>> Begin

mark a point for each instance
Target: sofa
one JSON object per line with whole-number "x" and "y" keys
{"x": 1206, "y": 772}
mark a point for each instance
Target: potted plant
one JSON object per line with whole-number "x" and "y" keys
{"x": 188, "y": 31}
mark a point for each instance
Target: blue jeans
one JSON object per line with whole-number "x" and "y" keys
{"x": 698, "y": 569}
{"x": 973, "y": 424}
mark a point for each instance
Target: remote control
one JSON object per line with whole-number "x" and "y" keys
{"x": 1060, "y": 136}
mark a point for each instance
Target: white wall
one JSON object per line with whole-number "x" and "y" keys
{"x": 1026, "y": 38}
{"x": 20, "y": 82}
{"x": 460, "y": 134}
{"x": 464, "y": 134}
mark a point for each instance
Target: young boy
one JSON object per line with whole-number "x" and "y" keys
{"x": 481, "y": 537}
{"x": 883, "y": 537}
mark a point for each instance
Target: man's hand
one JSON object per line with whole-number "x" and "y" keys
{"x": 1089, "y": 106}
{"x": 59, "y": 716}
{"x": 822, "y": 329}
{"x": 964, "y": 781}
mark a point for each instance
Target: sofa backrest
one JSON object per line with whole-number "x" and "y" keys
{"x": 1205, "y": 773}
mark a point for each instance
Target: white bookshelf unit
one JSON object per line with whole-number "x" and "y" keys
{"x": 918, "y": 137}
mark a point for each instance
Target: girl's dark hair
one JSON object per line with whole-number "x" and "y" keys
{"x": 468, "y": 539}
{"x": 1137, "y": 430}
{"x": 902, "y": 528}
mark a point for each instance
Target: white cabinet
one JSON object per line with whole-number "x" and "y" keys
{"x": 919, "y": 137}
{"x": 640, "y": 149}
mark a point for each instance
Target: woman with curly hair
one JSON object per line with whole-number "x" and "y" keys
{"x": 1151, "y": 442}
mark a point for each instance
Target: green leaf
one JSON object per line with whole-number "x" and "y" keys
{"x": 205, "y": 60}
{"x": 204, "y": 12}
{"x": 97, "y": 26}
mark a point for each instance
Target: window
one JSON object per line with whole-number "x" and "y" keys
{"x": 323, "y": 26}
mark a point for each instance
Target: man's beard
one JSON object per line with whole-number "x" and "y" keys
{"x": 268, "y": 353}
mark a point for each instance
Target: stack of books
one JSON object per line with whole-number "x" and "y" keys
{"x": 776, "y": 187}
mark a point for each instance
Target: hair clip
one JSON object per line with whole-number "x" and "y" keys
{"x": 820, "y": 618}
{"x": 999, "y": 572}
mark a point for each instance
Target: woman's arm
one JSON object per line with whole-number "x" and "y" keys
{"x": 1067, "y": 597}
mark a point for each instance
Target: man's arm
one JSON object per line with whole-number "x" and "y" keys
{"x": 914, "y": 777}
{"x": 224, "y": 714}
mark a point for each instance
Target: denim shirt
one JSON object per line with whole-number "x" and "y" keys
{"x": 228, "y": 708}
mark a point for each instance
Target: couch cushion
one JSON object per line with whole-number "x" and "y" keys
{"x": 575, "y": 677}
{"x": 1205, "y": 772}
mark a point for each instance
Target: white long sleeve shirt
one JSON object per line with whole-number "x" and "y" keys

>> End

Task directions
Transcribe each record exactly. Leave nothing out.

Final answer
mark a point for each instance
Target: sofa
one JSON object per line with whole-number "x" and "y" keys
{"x": 1206, "y": 772}
mark a point for each instance
Target: potted plant
one JSON object per line with whole-number "x" and "y" keys
{"x": 188, "y": 31}
mark a point for each instance
Target: blue jeans
one JSON object per line with whole-number "x" and "y" keys
{"x": 698, "y": 569}
{"x": 973, "y": 424}
mark a point for each instance
Target: remote control
one JSON object per line with whole-number "x" and "y" keys
{"x": 1060, "y": 136}
mark a point for each instance
Target: white wall
one JSON object per line with whole-number "x" and "y" keys
{"x": 1026, "y": 38}
{"x": 20, "y": 82}
{"x": 460, "y": 134}
{"x": 464, "y": 134}
mark a point for each instance
Target: young boy
one JSON object per line with whole-number "x" and "y" keys
{"x": 481, "y": 537}
{"x": 883, "y": 537}
mark a point for each instance
Target: man's hand
one JSON object per line with whole-number "x" and "y" keys
{"x": 1089, "y": 106}
{"x": 59, "y": 716}
{"x": 822, "y": 329}
{"x": 964, "y": 781}
mark a point for each instance
Target: sofa backrest
one JSON object per line with whole-number "x" and "y" keys
{"x": 1205, "y": 773}
mark a point for each instance
Target: white bookshelf unit
one JSON object per line with whole-number "x" and "y" keys
{"x": 918, "y": 137}
mark a point for each instance
Target: girl's dark hair
one JSON object per line with whole-number "x" and "y" keys
{"x": 468, "y": 539}
{"x": 1137, "y": 430}
{"x": 902, "y": 528}
mark a point for each instance
Target: white cabinet
one JSON object per line with whole-number "x" and "y" keys
{"x": 919, "y": 137}
{"x": 640, "y": 149}
mark a point for each instance
Target: woman with curly hair
one JSON object per line with whole-number "x" and "y" keys
{"x": 1151, "y": 442}
mark a point for each instance
Target: green leaf
one JSON object per line with whole-number "x" and "y" keys
{"x": 205, "y": 60}
{"x": 204, "y": 12}
{"x": 97, "y": 26}
mark a point for each instance
Target: window
one JSON object per line with whole-number "x" and "y" keys
{"x": 323, "y": 26}
mark a point for each instance
Target: man's beard
one JSON object per line with whole-number "x" and "y" keys
{"x": 268, "y": 353}
mark a point for each instance
Target: stack of books
one JSON object per line with whole-number "x" and "y" keys
{"x": 776, "y": 187}
mark a point for each instance
Target: hair clip
one JSON object per line with whole-number "x" and "y" keys
{"x": 820, "y": 618}
{"x": 999, "y": 572}
mark a point for each instance
Target: woman's arm
one JSON object per line with whole-number "x" and "y" keys
{"x": 1067, "y": 597}
mark a point for each instance
Target: man's arm
one JSON object per line with whole-number "x" and "y" keys
{"x": 914, "y": 777}
{"x": 224, "y": 714}
mark a point for each instance
Target: denim shirt
one JSON object per line with whole-number "x" and "y" keys
{"x": 228, "y": 708}
mark a point for each instance
Target: couch cushion
one JSON object per line with whole-number "x" and "y" keys
{"x": 575, "y": 677}
{"x": 1205, "y": 772}
mark a point for each instance
Target: white long sleeve shirt
one JSON object per line with whole-number "x" and "y" keys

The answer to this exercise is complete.